*WHAT IS REQUIRED*.
Show each line in the records below that contains the word "basketball", copied unchanged.

*GIVEN INFORMATION*.
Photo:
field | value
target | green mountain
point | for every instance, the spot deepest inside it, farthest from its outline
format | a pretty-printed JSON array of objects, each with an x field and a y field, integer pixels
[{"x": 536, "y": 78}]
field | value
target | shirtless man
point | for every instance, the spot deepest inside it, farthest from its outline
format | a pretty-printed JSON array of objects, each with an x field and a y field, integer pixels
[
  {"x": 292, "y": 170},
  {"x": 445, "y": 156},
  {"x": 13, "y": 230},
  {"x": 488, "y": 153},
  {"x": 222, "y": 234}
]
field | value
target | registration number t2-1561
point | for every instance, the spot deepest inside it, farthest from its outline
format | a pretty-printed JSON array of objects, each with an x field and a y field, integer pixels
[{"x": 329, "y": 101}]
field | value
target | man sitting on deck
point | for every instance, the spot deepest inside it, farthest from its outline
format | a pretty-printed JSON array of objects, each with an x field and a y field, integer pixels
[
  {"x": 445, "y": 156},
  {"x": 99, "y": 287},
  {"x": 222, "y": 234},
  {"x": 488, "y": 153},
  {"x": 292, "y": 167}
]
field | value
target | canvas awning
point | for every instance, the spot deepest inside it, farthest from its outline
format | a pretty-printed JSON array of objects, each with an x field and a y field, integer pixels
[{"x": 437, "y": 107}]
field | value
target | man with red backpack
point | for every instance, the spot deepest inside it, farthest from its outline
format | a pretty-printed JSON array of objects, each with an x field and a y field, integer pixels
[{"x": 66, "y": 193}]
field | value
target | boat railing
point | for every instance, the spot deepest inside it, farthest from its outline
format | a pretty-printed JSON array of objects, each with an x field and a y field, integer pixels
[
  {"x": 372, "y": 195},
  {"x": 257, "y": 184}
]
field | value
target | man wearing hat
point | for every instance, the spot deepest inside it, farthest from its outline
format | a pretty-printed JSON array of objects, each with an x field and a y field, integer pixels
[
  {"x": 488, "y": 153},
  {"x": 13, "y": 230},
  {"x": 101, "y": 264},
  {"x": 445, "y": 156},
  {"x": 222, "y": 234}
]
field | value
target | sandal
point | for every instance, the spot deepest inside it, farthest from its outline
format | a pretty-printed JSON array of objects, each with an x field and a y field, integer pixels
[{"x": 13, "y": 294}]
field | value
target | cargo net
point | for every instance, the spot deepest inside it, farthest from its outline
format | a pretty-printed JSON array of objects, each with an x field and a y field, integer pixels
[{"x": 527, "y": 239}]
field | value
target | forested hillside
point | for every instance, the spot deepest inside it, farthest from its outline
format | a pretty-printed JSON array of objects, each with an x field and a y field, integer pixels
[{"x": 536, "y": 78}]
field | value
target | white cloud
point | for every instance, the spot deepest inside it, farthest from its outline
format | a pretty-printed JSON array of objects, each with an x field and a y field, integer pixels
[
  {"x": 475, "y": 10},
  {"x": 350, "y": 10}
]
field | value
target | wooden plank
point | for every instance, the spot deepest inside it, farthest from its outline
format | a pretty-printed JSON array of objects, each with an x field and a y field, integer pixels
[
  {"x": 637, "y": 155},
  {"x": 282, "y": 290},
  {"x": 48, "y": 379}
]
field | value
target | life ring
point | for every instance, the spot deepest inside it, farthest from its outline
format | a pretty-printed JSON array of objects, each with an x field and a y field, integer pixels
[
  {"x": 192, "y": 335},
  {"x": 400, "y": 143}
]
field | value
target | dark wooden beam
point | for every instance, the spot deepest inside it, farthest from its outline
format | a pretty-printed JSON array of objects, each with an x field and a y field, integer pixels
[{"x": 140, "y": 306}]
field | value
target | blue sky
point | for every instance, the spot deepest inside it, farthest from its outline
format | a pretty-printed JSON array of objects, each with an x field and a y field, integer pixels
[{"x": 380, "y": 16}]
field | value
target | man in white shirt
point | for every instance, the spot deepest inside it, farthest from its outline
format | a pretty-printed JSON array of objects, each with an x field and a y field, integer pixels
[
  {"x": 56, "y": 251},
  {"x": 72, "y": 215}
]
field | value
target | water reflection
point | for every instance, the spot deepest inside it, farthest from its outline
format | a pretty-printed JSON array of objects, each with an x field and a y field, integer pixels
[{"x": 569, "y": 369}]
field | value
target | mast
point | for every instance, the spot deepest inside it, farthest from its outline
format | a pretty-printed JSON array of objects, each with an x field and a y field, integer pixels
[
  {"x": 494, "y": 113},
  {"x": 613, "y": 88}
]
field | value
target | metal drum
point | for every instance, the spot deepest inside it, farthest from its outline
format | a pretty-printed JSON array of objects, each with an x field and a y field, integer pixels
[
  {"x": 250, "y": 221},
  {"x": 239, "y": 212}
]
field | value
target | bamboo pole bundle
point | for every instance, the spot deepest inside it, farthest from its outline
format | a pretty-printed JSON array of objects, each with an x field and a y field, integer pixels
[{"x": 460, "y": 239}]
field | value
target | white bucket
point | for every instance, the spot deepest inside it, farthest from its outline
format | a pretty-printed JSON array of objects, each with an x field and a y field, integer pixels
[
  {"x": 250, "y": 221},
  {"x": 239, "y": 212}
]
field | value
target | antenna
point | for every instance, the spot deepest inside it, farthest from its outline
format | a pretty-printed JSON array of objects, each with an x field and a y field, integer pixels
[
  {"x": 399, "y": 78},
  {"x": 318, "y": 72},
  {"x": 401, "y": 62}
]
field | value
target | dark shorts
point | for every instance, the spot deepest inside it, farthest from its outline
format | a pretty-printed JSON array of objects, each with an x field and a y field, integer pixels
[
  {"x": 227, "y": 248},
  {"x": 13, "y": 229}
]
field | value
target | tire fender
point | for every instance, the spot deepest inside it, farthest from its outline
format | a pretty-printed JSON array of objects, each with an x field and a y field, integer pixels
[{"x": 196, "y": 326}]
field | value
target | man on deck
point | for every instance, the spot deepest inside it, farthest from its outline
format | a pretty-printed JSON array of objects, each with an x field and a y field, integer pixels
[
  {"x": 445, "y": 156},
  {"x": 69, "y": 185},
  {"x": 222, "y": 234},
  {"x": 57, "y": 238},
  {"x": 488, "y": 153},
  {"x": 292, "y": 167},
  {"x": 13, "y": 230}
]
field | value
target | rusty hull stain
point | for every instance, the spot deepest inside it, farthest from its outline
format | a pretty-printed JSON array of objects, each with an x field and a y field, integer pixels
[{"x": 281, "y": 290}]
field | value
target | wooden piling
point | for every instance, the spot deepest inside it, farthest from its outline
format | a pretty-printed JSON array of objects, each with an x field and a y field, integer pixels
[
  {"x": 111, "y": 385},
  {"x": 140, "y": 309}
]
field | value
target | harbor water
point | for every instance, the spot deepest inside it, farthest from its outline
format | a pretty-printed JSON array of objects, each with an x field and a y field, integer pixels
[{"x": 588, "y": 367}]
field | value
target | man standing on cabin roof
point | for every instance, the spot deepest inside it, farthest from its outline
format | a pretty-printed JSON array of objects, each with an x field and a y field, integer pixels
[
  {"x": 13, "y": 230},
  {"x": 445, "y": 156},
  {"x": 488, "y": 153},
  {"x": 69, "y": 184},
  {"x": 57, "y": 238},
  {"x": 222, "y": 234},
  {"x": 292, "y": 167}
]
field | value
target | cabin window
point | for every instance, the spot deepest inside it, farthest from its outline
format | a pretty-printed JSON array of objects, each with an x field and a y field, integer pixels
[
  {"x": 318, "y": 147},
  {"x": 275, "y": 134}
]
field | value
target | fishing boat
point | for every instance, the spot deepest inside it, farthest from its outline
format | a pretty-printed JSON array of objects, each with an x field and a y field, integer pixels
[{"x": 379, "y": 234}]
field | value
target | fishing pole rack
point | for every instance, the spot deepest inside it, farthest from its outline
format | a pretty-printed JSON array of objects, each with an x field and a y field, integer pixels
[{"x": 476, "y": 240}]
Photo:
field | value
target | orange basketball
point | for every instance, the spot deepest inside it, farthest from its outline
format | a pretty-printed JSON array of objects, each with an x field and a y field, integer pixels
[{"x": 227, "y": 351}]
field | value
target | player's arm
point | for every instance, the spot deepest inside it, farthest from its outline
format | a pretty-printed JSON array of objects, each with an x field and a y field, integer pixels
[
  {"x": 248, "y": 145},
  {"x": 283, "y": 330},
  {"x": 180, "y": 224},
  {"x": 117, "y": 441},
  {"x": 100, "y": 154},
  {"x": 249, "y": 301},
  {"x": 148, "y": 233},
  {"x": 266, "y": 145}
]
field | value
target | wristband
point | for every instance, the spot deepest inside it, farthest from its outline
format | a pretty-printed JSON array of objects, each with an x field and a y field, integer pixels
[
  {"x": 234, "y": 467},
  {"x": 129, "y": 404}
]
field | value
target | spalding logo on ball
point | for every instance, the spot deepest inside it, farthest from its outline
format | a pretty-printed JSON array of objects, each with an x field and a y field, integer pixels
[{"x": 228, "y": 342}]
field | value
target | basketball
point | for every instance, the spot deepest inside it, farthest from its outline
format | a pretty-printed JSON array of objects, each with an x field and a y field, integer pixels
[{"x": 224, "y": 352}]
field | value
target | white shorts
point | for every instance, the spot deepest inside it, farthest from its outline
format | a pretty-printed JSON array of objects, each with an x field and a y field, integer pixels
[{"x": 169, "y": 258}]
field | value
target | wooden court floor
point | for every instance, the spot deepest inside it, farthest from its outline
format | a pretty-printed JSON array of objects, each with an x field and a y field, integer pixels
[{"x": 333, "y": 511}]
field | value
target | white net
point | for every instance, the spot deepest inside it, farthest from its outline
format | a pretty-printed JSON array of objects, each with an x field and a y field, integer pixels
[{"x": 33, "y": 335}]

*THE SOLUTION*.
target | orange basketball
target | basketball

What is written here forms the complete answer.